─── DATA SECTION

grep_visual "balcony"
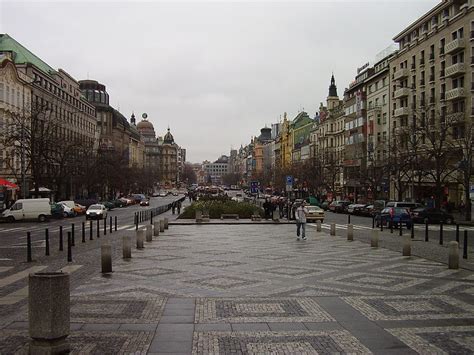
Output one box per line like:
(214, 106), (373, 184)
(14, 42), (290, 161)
(394, 107), (410, 117)
(445, 38), (465, 54)
(446, 112), (465, 122)
(393, 68), (409, 81)
(394, 87), (410, 99)
(445, 62), (466, 77)
(445, 87), (465, 101)
(367, 104), (382, 112)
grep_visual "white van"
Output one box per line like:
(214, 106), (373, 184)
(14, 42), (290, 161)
(1, 198), (51, 222)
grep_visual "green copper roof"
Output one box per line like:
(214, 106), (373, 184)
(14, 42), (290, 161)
(291, 111), (313, 129)
(0, 34), (57, 76)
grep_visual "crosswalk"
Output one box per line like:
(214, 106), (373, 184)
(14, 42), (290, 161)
(307, 222), (474, 232)
(0, 264), (82, 305)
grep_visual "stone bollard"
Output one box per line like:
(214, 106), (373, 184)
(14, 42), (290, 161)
(29, 272), (70, 354)
(145, 225), (153, 242)
(153, 221), (160, 237)
(101, 244), (112, 273)
(448, 241), (459, 269)
(402, 235), (411, 257)
(195, 210), (203, 223)
(316, 220), (322, 232)
(164, 218), (169, 230)
(160, 219), (165, 233)
(347, 224), (354, 241)
(371, 230), (379, 248)
(136, 229), (145, 249)
(123, 236), (132, 259)
(330, 223), (336, 236)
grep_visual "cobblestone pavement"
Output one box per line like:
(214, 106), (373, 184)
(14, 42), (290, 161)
(1, 221), (474, 354)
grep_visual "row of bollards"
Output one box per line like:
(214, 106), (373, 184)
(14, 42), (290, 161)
(101, 217), (169, 273)
(26, 217), (118, 263)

──────

Top to bottom, retype the listing exactly but drop every picture.

grep_visual "balcony"
Output one box per line like:
(214, 106), (373, 184)
(14, 42), (290, 161)
(394, 107), (410, 117)
(445, 38), (465, 54)
(446, 112), (465, 122)
(393, 68), (409, 81)
(394, 87), (410, 99)
(445, 62), (466, 77)
(445, 87), (465, 101)
(367, 104), (382, 112)
grep_visual "white van"
Output one box per line like:
(214, 106), (373, 184)
(14, 42), (290, 161)
(1, 198), (51, 222)
grep_visual "green copper roof"
Output one box per line like:
(214, 106), (373, 184)
(14, 42), (290, 161)
(291, 111), (313, 129)
(0, 34), (57, 76)
grep_visual "crosswalk"
Output one box per line like:
(214, 106), (373, 184)
(14, 42), (290, 161)
(307, 222), (474, 232)
(0, 264), (82, 305)
grep_visual "stone bollard"
Output one box per line like:
(214, 106), (373, 184)
(14, 42), (290, 161)
(29, 272), (70, 354)
(145, 225), (153, 242)
(153, 221), (160, 237)
(101, 244), (112, 273)
(448, 241), (459, 269)
(402, 235), (411, 257)
(195, 210), (203, 223)
(316, 220), (322, 232)
(164, 218), (169, 230)
(160, 219), (165, 233)
(347, 224), (354, 241)
(371, 230), (379, 248)
(136, 229), (145, 249)
(123, 236), (132, 259)
(330, 223), (336, 236)
grep_visual "cobblestone pavement"
Output one box per line like:
(214, 106), (373, 184)
(14, 42), (290, 161)
(1, 221), (474, 354)
grep_visual "row of bollards"
Output one box per line like:
(214, 106), (373, 184)
(14, 42), (290, 161)
(101, 217), (169, 273)
(26, 217), (118, 263)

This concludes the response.